## Set task
Reproduce each of the rows below word for word, without changing anything.

[Begin Records to use]

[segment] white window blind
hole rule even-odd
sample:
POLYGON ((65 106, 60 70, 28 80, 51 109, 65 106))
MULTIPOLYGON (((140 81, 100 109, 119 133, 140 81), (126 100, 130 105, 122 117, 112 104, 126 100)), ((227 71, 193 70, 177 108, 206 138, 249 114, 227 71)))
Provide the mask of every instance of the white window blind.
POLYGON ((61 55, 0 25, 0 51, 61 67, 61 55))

[End Records to use]

## Result for this exercise
[segment] white window blind
hole rule even-odd
sample:
POLYGON ((65 106, 60 70, 28 80, 51 109, 65 106))
MULTIPOLYGON (((140 81, 100 109, 119 133, 140 81), (126 100, 130 105, 122 117, 112 104, 126 100)), ((227 71, 193 70, 177 108, 206 138, 249 114, 227 71)))
Provide the mask of every instance of the white window blind.
POLYGON ((61 55, 0 25, 0 51, 61 67, 61 55))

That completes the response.